§ **Task goal**: Could you copy word for word the material below, beginning at the line that contains "Target: tall tree canopy" and stopping after its very last line?

#####

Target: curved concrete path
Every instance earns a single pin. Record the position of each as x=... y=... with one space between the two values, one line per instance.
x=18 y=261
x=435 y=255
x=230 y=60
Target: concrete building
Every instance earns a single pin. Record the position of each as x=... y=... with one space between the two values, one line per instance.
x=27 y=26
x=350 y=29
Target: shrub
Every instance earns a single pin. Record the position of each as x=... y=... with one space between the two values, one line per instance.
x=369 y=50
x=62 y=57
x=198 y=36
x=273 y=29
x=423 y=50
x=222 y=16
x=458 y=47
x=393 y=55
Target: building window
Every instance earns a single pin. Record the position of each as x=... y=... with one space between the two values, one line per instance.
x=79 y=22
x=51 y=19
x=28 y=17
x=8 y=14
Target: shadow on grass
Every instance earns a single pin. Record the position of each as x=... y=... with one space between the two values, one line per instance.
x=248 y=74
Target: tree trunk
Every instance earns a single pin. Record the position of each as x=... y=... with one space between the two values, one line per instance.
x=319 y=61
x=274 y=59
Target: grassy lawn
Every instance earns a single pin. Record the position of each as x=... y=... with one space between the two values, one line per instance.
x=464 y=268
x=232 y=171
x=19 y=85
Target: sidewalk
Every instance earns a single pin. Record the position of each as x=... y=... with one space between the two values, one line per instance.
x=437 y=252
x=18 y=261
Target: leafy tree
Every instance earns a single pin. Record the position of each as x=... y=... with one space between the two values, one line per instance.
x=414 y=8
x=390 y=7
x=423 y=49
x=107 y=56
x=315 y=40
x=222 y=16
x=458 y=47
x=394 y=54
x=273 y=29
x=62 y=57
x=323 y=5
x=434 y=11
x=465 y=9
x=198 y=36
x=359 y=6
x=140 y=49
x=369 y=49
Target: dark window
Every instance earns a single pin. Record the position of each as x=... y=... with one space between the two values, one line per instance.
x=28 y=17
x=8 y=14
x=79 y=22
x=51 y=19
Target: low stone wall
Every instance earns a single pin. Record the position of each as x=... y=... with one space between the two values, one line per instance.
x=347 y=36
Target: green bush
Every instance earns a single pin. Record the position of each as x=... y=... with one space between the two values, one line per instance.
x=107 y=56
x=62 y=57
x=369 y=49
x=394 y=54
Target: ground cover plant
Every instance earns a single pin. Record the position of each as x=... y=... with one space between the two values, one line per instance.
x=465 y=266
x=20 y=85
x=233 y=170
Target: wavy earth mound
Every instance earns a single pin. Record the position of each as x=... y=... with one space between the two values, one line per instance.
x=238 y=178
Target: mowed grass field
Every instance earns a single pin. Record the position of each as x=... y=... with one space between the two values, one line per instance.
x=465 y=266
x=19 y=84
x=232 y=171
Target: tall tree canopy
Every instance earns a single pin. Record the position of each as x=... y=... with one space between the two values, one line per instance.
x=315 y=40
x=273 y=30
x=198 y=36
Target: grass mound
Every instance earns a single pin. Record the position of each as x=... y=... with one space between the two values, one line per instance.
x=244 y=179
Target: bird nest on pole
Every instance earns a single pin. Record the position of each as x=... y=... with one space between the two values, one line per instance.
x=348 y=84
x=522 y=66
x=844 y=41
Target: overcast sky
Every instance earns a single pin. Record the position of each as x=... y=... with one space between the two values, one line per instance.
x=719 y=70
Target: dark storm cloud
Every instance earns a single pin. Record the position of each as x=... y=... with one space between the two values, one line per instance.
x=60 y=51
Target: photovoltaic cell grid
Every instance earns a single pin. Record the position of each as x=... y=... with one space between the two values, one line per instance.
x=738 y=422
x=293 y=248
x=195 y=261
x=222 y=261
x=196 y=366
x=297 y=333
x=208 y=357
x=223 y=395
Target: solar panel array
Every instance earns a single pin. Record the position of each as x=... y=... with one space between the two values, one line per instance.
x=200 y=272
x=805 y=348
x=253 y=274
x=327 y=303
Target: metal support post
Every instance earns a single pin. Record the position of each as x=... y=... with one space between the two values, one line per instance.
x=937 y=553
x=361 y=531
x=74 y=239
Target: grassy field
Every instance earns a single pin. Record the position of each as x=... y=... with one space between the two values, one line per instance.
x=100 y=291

#####

§ **Complete answer**:
Target: tall tree canopy
Every instance earns a single pin. Record the position of each as x=... y=... with one space between the two values, one line per instance.
x=315 y=40
x=273 y=30
x=198 y=36
Target: grass mound
Every instance earns a single pin. Record the position of each as x=... y=... with one space between the two values, one line per instance.
x=244 y=179
Target: bird nest on pole
Every instance earns a single pin. Record the position of each as x=... y=... with one space between the two values, one line per instance.
x=348 y=84
x=522 y=66
x=844 y=41
Target: overcast sky
Every instance earns a single pin. Record the position of each as x=... y=... with one space between the two values, one line per instance.
x=719 y=70
Target: dark storm cloud
Every instance earns a single pin. Record the position of each as x=... y=... with one space between the two values, one line per instance.
x=60 y=51
Target: photovoltaic cell grid
Every instance earns a single pin. Record the position of each as x=... y=... with one space between the two values, one line per instance.
x=738 y=422
x=293 y=248
x=195 y=261
x=222 y=261
x=196 y=366
x=297 y=333
x=208 y=357
x=223 y=395
Target: solar panel array
Every instance earns a single pin. Record the position of each as x=... y=... with one space between the two values, one line per instance.
x=200 y=272
x=805 y=348
x=253 y=274
x=327 y=303
Target: metal support post
Every instance earns a single pin. Record the position of each as x=... y=... with one space between the two values, one line per instance.
x=937 y=553
x=361 y=531
x=74 y=239
Target: grassy field
Every instance earns a single pin. Record the position of each as x=... y=... with one space between the two values, one line per instance.
x=100 y=291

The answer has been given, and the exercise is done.